Exercise instructions: Please copy every item below word for word, leaving nothing out.

====

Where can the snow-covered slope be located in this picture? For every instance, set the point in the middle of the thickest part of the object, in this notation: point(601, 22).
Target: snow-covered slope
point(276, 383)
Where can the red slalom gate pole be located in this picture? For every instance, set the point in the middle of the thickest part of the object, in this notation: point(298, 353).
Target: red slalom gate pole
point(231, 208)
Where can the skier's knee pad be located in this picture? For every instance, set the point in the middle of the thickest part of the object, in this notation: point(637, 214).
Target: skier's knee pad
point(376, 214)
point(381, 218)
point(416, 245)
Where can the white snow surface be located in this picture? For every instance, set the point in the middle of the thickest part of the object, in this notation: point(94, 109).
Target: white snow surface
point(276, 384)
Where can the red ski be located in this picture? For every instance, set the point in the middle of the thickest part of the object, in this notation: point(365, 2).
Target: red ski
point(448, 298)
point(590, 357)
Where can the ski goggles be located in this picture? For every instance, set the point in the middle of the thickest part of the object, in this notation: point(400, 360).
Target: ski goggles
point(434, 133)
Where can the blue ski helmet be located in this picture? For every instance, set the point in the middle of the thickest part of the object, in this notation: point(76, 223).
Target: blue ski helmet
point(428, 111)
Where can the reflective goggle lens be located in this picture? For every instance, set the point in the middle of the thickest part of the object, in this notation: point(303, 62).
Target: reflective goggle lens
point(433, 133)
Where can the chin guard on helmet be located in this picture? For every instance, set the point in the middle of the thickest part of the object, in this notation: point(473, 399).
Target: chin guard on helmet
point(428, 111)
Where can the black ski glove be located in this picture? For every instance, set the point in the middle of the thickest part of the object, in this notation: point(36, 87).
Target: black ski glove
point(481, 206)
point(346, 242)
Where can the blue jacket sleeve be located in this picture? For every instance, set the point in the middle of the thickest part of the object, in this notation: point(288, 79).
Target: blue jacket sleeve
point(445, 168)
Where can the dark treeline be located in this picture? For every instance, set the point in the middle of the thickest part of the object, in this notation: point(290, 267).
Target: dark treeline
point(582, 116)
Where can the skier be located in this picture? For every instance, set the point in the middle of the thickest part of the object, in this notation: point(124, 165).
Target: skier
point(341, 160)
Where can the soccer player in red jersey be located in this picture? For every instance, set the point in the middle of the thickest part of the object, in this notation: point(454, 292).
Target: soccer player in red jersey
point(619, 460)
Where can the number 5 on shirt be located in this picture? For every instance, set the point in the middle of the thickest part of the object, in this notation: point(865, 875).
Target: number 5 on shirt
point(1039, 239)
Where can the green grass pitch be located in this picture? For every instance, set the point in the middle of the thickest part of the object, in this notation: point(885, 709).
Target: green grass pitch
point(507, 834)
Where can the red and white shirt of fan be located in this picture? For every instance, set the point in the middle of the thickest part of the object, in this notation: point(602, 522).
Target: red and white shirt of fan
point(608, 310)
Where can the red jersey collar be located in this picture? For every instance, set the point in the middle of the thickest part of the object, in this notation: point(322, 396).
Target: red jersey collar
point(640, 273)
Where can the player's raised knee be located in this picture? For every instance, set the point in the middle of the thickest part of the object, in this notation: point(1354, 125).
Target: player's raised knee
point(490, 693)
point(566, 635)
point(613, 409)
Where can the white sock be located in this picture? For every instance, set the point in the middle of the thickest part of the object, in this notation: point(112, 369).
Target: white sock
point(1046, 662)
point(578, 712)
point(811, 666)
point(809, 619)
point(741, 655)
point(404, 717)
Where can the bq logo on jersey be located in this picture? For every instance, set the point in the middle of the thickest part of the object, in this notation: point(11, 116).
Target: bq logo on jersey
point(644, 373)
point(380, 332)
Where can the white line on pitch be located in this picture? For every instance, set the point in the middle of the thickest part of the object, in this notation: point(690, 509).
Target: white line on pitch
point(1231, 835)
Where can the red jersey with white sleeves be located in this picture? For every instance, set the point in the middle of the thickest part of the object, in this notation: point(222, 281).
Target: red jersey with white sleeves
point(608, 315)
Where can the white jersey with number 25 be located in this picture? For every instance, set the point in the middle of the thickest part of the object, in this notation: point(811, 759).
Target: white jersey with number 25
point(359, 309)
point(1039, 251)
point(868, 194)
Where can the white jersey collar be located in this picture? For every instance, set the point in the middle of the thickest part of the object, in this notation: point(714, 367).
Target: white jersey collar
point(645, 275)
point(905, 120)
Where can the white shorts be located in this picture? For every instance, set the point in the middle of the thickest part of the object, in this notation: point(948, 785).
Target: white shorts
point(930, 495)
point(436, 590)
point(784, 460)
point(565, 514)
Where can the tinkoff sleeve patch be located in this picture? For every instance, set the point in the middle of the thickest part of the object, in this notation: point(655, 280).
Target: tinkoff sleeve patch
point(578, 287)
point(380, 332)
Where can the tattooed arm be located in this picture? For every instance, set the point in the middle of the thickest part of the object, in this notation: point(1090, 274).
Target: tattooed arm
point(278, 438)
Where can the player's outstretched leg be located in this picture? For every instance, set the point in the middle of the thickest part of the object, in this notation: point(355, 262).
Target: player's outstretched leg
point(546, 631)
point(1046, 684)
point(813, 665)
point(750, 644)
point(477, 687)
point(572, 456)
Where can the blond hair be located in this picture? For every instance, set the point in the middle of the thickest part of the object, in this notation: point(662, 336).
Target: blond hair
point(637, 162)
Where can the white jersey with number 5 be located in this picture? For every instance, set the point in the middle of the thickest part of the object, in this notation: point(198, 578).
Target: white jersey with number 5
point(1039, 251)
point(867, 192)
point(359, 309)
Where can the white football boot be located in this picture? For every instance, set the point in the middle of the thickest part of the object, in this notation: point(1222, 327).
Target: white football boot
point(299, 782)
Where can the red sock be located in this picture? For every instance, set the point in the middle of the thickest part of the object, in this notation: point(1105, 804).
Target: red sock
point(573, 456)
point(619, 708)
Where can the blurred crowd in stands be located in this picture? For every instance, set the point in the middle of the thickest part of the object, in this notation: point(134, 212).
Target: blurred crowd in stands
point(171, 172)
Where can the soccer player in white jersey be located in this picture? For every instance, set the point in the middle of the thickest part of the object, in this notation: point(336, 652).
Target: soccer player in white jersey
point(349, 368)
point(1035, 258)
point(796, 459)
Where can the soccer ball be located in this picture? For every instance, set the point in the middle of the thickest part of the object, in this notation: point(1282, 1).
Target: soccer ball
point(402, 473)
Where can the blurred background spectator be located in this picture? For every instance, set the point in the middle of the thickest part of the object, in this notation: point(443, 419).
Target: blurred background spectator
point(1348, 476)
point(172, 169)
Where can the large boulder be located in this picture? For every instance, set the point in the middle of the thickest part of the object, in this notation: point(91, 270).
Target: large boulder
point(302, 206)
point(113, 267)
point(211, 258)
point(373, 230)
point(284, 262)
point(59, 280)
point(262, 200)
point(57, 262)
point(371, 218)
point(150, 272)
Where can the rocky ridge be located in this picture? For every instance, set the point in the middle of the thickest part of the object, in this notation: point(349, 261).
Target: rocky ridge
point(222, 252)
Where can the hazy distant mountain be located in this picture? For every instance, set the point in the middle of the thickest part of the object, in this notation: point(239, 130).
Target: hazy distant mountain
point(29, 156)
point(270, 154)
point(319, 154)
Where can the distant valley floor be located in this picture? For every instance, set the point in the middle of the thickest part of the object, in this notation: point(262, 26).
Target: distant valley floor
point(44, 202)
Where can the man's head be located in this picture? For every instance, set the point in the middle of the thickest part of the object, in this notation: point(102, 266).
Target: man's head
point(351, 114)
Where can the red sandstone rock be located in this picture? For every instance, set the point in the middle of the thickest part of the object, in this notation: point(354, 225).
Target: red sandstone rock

====

Answer:
Where can the snow-covered slope be located in this picture? For every instance, set the point in the middle of the thickest part of the object, in this notation: point(601, 22).
Target: snow-covered slope
point(276, 383)
Where can the red slalom gate pole be located in this picture? For every instance, set the point in the middle of the thickest part of the object, in this notation: point(298, 353).
Target: red slalom gate pole
point(231, 208)
Where can the skier's knee pad be located in this picture? For every instance, set the point in the middle of the thickest part of the object, in this notation: point(637, 214).
Target: skier's knee pad
point(376, 214)
point(381, 218)
point(416, 245)
Where can the white snow surface be located in this picture? For every instance, set the point in the middle of the thickest part of the object, in this notation: point(94, 109).
Target: white snow surface
point(276, 384)
Where can the red ski be located in this picture? For every instance, set the point in the middle of the thickest part of the object, in this notation: point(365, 2).
Target: red ski
point(448, 298)
point(590, 357)
Where can the ski goggles be located in this picture? For every instance, set the point in the middle of the thickest part of the object, in this notation: point(400, 360).
Target: ski goggles
point(434, 133)
Where can the blue ski helmet be located in this picture? For every instance, set the point in the middle of the thickest part of the object, in this notation: point(76, 223).
Target: blue ski helmet
point(428, 111)
Where can the reflective goggle lens be located in this picture? For every instance, set the point in the middle of the thickest part of the object, in this notation: point(303, 62).
Target: reflective goggle lens
point(433, 133)
Where can the chin guard on helmet be located in this picture? For every instance, set the point in the middle of the thickest part of the object, in this notation: point(473, 399).
Target: chin guard on helmet
point(428, 111)
Where can the black ski glove be located in this picture? For every instance, set the point in the middle of the thickest part of the object, in this notation: point(36, 87).
Target: black ski glove
point(481, 206)
point(346, 242)
Where can the blue jacket sleeve be located in this picture? For every instance, set the point in the middle of the thickest part of the object, in this notation: point(288, 79).
Target: blue jacket sleeve
point(445, 168)
Where can the dark treeline be located in this picture? For every instance, set the point in the middle of the thickest part of the object, in this notation: point(290, 267).
Target: dark treeline
point(582, 116)
Where can the skier be located in this picture? For every instance, set the point in the middle of the thickest part of the object, in this notation: point(124, 165).
Target: skier
point(341, 160)
Where can the soccer player in red jersey be located in this picture? For every instance, set the point in the middle of the thickest part of the object, in this notation: point(454, 292).
Target: soccer player in red jersey
point(619, 460)
Where can the number 5 on shirt be located in this picture? For every instance, set the point in the middle of the thickest part of the object, in this notation: point(865, 875).
Target: number 5 on shirt
point(1039, 239)
Where can the green grass pitch be located in this picture? For every instance, set the point in the middle of the thickest part of the object, in this notation: point(885, 709).
Target: green grass pitch
point(507, 834)
Where can the red and white shirt of fan be located in this picture? For every instance, set the point in the middle of the thickest part of the object, in this notation: point(602, 522).
Target: red and white shirt of fan
point(608, 310)
Where can the red jersey collar be located in this picture? For every instance, set the point in the middle of the thickest part of the object, in this notation: point(322, 396).
Target: red jersey collar
point(640, 273)
Where can the player's raised knee be located in this picture? For every instance, set the point in the middle of the thickest part of the object, in this notation: point(1354, 125).
Target: player's raised knee
point(490, 693)
point(566, 635)
point(613, 409)
Where can the white sock be located in this picture? For every instance, set the point in the middle of the thickest part of the object, in this notation: point(112, 369).
Target: white sock
point(1046, 662)
point(578, 712)
point(811, 666)
point(809, 619)
point(741, 655)
point(404, 717)
Where can the bq logo on jersey be located in this picture? For every instance, set the point in the middle of the thickest part of the object, in this notation: point(11, 116).
Target: bq logo on jersey
point(644, 373)
point(380, 332)
Where can the white line on pitch be located in this picture? For every instance, set the point in the middle of the thickest part of the object, in this notation: point(690, 509).
Target: white line on pitch
point(1231, 835)
Where can the red jersey with white sleeves be located in this picture? For every instance, set the point in the middle of the thickest part of the object, in this notation: point(222, 281).
Target: red jersey with white sleeves
point(608, 315)
Where can the white jersey with number 25 be located in this picture? For every instance, set the point in the middle of the thickest part of the object, in this notation: point(811, 759).
Target: white jersey with number 25
point(359, 309)
point(1039, 251)
point(868, 194)
Where can the white jersey collar be located in this picture? For every instance, set the point in the middle of the thickest part of the object, in this notation: point(714, 367).
Target: white jersey collar
point(645, 275)
point(905, 120)
Where can the white shorts be located in this picture? For every instance, set the point in the middle of the thickest part of the object, in this notation: point(948, 785).
Target: white shorts
point(930, 495)
point(436, 590)
point(784, 460)
point(565, 514)
Where can the tinkoff sleeve patch be located in this picture? For every instance, set the point in the middle of the thickest part of the object, in this notation: point(655, 280).
Target: tinkoff sleeve patch
point(578, 287)
point(380, 332)
Where can the tattooed arm be located in this picture? For every instance, set the point in the middle of the thickest part of the object, in this notation: point(1090, 274).
Target: tattooed arm
point(278, 438)
Where can the player's outstretched leg be located in this picture? For every instance, set the point in the middle of the thickest part of the object, in this notation: point(355, 262).
Target: player's outstretched leg
point(546, 631)
point(1046, 684)
point(813, 665)
point(750, 644)
point(477, 687)
point(572, 456)
Where can the blond hair be located in this picture? For every instance, set the point in the middle of the thickest part of the object, in this notation: point(662, 336).
Target: blond hair
point(637, 162)
Where can the white jersey with number 5 be located in this picture? For every instance, set the point in the middle of the thickest part of the object, in this notation: point(198, 578).
Target: white jersey with number 5
point(1039, 251)
point(867, 192)
point(359, 309)
Where can the white football boot be located in this picture? For every instance, set the point in the middle of the thickest part of the object, in this notation: point(1222, 327).
Target: white football boot
point(299, 782)
Where can the red sock be located in this picture? For every instance, set the point in the middle of the thickest part of the object, in this notation: point(1105, 804).
Target: red sock
point(573, 456)
point(619, 708)
Where can the blurred crowd in stands be located in this picture? For every instance, set the point in the middle of the thickest part of the object, in this notation: point(134, 212).
Target: blurred crowd in stands
point(171, 172)
Where can the soccer player in white jersey be located in this picture? For every instance, set the point in the middle of the thickest part of the object, in this notation: point(336, 652).
Target: soccer player in white jersey
point(349, 368)
point(1035, 258)
point(796, 459)
Where can the soccer ball be located in this picture? For every instance, set the point in the middle of the thickest part of the object, in this notation: point(1282, 1).
Target: soccer ball
point(402, 473)
Where can the blurred background spectator be located in this picture? For every instance, set the point in the middle of the thickest part of the object, in this notation: point(443, 419).
Target: blurred background spectator
point(1348, 476)
point(172, 169)
Where can the large boulder be located in this picture? For every instance, set the point in the middle of the thickest part of the object, in this notation: point(91, 270).
Target: large boulder
point(302, 206)
point(113, 267)
point(211, 258)
point(373, 230)
point(284, 262)
point(59, 280)
point(262, 200)
point(57, 262)
point(371, 218)
point(150, 272)
Where can the rocky ridge be located in this picture? For every instance, set the point in the middle of the thickest part of the object, in this notation: point(349, 261).
Target: rocky ridge
point(222, 252)
Where can the hazy distant mountain be located in this picture? For every instance, set the point in the middle of the thickest part of the object, in this notation: point(239, 130).
Target: hazy distant mountain
point(29, 156)
point(270, 154)
point(319, 154)
Where can the distant valley floor be located in this picture? For every instance, set the point in the middle of the thickest part of the object, in this notation: point(262, 26).
Target: distant valley floor
point(44, 202)
Where can the man's head be located in this picture? For every instance, set the point in the middle of the thickest part of the object, in this notation: point(102, 266).
Target: man's head
point(351, 114)
Where can the red sandstone rock be located in this picture? For every instance, set the point in the middle of the thickest part of the object, in this notation: point(354, 225).
Target: red sandstone rock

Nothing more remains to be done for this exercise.